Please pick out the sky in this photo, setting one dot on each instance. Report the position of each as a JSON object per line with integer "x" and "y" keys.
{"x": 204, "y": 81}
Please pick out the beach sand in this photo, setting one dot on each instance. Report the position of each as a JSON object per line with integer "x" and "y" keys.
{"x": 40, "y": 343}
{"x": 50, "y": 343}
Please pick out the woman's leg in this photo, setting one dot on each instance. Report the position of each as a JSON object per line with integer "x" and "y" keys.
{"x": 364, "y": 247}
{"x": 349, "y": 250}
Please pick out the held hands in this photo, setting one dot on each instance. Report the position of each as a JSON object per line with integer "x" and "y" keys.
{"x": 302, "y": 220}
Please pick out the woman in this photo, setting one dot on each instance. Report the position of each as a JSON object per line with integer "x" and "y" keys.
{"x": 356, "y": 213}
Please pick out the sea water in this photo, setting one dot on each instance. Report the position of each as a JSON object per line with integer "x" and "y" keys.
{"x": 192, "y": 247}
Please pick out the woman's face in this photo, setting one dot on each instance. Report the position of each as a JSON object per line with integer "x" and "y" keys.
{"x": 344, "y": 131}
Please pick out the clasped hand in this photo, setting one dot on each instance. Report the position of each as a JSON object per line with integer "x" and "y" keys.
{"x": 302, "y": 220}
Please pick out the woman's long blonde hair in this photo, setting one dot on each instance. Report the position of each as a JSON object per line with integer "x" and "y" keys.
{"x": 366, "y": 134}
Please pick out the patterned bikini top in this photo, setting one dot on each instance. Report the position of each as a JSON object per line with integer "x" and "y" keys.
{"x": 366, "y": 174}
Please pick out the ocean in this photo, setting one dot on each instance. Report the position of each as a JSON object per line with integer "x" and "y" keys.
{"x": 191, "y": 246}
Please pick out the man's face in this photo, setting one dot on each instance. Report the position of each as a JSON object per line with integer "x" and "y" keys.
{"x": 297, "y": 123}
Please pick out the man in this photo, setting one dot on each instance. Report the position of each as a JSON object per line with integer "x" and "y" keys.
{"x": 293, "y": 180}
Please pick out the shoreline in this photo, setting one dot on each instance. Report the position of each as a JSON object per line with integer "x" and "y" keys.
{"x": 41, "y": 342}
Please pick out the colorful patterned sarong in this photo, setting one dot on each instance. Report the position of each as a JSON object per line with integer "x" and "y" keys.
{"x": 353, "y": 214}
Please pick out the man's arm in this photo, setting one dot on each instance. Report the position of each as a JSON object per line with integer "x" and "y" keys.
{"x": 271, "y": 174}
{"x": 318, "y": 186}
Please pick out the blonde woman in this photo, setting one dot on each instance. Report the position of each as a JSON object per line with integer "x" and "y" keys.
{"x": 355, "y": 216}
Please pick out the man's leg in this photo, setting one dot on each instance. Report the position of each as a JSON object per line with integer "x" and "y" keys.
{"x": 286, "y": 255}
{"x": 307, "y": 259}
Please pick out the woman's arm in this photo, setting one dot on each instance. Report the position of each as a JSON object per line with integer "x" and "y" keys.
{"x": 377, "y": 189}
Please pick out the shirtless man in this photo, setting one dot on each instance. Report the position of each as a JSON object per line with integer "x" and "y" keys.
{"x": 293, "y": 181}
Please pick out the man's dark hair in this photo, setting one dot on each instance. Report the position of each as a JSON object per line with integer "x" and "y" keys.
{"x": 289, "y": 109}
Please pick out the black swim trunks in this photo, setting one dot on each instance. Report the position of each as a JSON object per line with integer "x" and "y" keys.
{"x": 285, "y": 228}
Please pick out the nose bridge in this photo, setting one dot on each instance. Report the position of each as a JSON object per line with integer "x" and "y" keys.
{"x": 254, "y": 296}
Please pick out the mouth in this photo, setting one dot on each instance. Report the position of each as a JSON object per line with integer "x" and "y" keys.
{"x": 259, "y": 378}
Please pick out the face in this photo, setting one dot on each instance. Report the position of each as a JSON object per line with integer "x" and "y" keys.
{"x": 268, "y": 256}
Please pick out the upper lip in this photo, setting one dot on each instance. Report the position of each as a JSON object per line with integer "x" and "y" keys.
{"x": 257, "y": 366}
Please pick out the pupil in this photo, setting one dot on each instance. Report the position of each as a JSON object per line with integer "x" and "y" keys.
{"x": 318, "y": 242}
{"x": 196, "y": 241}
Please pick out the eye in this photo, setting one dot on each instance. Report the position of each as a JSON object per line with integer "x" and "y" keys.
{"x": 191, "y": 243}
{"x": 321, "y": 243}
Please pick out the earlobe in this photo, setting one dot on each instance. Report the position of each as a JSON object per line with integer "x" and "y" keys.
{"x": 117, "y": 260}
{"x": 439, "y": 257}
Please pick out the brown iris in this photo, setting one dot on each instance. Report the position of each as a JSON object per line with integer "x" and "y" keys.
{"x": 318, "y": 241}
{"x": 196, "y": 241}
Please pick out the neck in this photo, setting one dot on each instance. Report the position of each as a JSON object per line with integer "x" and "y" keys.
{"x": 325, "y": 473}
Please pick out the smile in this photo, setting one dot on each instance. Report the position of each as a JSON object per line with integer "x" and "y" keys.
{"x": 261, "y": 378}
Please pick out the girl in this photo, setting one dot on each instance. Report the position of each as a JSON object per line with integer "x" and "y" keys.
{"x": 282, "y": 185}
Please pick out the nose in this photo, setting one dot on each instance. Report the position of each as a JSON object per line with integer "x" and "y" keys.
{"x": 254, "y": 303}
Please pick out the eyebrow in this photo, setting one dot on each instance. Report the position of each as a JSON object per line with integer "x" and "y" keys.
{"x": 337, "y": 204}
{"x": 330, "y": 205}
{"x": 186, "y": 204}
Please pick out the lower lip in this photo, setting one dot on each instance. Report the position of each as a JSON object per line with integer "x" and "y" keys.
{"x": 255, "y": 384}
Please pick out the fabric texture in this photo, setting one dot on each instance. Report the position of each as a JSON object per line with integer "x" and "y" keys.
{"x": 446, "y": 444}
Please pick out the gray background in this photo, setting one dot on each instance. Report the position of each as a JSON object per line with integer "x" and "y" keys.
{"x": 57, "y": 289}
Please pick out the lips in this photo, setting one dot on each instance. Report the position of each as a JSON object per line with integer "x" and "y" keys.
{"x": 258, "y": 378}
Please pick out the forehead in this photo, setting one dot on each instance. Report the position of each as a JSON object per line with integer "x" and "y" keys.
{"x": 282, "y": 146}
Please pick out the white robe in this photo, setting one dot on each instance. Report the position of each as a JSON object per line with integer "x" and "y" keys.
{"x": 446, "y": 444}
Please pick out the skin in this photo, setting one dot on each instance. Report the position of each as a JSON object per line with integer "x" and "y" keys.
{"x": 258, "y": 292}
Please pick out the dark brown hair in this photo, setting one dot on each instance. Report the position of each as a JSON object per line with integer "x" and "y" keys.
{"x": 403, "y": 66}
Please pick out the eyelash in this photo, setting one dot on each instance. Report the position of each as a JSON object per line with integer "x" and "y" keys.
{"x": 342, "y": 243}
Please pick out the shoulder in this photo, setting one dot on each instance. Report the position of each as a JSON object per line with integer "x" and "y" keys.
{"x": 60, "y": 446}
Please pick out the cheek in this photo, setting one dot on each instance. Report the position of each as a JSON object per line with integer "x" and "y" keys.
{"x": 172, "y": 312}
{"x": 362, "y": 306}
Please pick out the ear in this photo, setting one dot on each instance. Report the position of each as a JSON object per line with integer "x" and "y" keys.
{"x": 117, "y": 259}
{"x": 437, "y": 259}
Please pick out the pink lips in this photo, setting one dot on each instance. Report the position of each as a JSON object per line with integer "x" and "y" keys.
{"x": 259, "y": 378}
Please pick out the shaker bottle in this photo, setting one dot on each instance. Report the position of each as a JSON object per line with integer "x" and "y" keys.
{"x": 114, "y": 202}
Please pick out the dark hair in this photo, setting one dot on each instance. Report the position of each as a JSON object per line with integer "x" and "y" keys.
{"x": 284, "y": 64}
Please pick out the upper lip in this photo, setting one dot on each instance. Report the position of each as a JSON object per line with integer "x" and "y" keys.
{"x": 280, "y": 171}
..............................
Task prompt: Look above for the line containing "Please pick out the cheek", then transcribe it and all lines after it through the last, exactly and with nothing else.

Output:
Please pick out the cheek in this photo, setting one dot on each instance. Report the position of each as a JSON object per line with integer "x" and "y" keys.
{"x": 172, "y": 312}
{"x": 362, "y": 306}
Please pick out the ear in this photo, setting one dot on each instance. Report the position of each as a JSON object per line with integer "x" and "y" keys.
{"x": 117, "y": 259}
{"x": 437, "y": 259}
Please pick out the pink lips in this photo, setting one dot on each instance. Report the position of each as a JSON object per line with integer "x" and "y" keys.
{"x": 259, "y": 378}
Please pick out the shaker bottle in this photo, setting one dot on each instance. Report the position of each as a JSON object per line with integer "x" and "y" keys.
{"x": 114, "y": 202}
Please pick out the dark hair in this photo, setting one dot on each instance. Report the position of each as a JSON object per line with integer "x" and "y" keys.
{"x": 284, "y": 64}
Please pick out the upper lip in this photo, setting one dot on each instance. Report the position of each as a JSON object per line with integer "x" and "y" keys.
{"x": 280, "y": 171}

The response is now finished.